───── Selected extract ─────
Project 1.2: Approximate Arithmetic Units: For arithmetic circuit building blocks, we are investigating approximate units for basic building blocks, such as adders, multipliers and dividers. We proposed DRUM, which is a novel approxi- mate multiplier with an unbiased dynamic-range selection scheme. DRUM has the unique property that it has an unbiased error distribution, which leads to lower computational errors in real applications because errors cancel each other out as the multiplier is used repeatedly for accumulated computations. We extended our dynamic range selection idea to devise approximate dividers that dynamically select the most relevant bits of each of the division operands. Both DRUM and our divider enable designers to arbitrarily trade-off accuracy for power and area savings during the design process based on their accuracy requirements. We are currently investigate approximate design for multi-operand adders typically using neuran networks.

Project 1.3: Power/Thermal Management for Mobile Processors: Mobile devices have become an essential part of daily life with the increased computing capabilities and features. However, their limited cooling capabilities makes thermal management a critical factor in determining performance limits. Additionally, mobile devices are battery powered devices, which raises power and battery management challenges. We have been working on proposing control techniques using modeling and machine learning to manage the different sources of power and thermal emergencies in a mobile SoC, in order to provide the best performance while respecting the specifications. Furthermore, we are working on battery lifetime management technique that coordinate the DVFS settings of the CPU and GPU in a mobile SoC to improve the user experience by maximizing the performance while meeting the user desired battery lifetime. Our lab, in collaboration with the PEAC lab, has developed thermal modeling techniques for ICs with emerging cooling systems, including thermoelectric coolers, liquid cooling, and micro-evaporator chambers. Enabled by parallel computing methods, our tool, PACT, performs a large range of thermal analysis techniques in very fast runtimes.

Project 1.4: Power Management and Capping for Datacenters: Modern servers typically use multiple high-end CPUs and GPUs causing the power per server to add up to more than 500-100W. Furthermore, the total power consumption of servers can add up to mega Watts of power in a typical datacenter. In this project, we investigate novel power capping techniques for servers with CPUs and GPUs that can enable servers to maximizer performance with power cap limits. In addition we devise decentralized power capping methods for large datacenters to reduce the lag time between the introduction and application of the power cap. More recently, we focus on power management for servers that run machine learning workloads. Machine learning (ML) workloads enable a new class of power management techniques to trade-off latency, power and Quality of Results (QoR). We are currently investigating management techniques that use DVFS, precision, batch sizes, workload co-location to achieve target performance, power, and QoR.
─────
* [Task statement] In the research project descriptions, what unique property of the approximate multiplier DRUM leads to lower computational errors in real applications?
───── Study material ─────
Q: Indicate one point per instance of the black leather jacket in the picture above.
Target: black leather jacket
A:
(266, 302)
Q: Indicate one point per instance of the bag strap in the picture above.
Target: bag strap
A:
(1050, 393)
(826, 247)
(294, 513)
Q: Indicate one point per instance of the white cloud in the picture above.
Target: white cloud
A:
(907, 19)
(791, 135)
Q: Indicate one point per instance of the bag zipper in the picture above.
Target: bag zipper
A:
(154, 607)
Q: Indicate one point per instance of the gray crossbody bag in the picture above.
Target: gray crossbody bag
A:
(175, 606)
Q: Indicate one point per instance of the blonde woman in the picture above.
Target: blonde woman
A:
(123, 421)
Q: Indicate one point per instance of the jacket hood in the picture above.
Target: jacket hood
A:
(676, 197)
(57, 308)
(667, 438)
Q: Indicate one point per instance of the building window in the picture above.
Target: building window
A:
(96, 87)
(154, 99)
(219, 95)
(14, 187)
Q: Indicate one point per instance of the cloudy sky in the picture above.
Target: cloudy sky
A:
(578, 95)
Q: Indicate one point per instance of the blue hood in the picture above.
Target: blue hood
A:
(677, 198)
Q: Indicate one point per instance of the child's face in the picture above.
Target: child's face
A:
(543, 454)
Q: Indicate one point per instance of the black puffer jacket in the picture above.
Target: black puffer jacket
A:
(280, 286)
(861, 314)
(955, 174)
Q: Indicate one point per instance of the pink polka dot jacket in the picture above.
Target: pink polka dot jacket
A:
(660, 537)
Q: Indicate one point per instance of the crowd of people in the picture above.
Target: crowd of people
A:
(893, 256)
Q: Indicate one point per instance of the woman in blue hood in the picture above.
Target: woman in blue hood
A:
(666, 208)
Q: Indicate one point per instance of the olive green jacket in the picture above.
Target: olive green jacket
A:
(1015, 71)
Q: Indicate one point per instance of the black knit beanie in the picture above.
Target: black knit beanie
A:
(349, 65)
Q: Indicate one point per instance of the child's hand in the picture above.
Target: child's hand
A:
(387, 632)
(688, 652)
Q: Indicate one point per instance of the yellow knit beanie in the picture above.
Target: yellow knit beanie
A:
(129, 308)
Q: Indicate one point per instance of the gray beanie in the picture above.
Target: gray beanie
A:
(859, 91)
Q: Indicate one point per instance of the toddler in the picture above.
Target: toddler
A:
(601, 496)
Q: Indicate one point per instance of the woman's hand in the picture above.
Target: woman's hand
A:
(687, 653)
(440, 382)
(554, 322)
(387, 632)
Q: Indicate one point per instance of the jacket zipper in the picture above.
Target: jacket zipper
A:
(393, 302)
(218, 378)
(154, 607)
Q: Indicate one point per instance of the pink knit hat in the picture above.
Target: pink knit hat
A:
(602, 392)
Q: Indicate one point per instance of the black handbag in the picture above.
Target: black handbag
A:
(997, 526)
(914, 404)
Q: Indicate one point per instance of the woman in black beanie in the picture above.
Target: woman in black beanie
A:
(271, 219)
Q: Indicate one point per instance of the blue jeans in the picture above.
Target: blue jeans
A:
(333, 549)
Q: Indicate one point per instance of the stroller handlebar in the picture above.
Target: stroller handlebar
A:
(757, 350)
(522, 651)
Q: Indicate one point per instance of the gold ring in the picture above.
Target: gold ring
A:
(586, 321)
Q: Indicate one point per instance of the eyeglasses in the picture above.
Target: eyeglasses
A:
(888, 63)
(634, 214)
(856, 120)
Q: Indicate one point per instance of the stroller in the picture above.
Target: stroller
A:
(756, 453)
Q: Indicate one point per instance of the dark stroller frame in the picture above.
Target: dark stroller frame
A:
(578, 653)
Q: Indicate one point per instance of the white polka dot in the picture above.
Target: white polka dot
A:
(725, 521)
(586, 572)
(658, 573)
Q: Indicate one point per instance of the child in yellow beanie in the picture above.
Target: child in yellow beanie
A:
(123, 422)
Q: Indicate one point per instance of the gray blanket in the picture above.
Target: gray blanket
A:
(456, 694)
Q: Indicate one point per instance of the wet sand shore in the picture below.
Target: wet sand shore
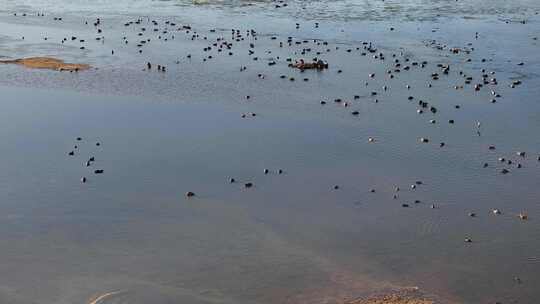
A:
(223, 174)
─────
* [Exercise result] It has an unbiased error distribution, so errors cancel each other out during repeated accumulated computations.